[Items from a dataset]
## begin

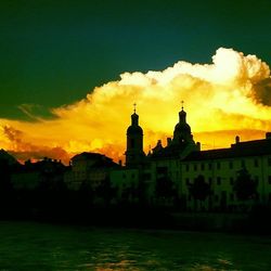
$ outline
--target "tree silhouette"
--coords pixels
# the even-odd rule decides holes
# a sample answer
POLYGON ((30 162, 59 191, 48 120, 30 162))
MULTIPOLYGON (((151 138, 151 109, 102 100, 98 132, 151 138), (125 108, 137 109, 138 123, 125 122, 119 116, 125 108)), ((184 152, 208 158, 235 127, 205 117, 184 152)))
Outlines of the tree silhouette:
POLYGON ((210 195, 210 184, 205 182, 204 176, 199 175, 194 183, 189 184, 189 192, 195 201, 203 203, 210 195))
POLYGON ((257 182, 253 180, 246 168, 237 171, 237 177, 233 183, 233 191, 240 201, 248 201, 257 194, 257 182))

## end

DO THIS = Rewrite the lines of the listing from its start through the line containing "POLYGON ((30 162, 59 191, 48 120, 30 162))", both ends included, replacing "pixels" with "normalized" and changing nothing else. Leave the pictures out of your answer.

PROBLEM SOLUTION =
$ outline
--target "tree silhouette"
--coords normalized
# the even-odd rule decides holes
# a sample answer
POLYGON ((30 162, 59 191, 48 120, 30 162))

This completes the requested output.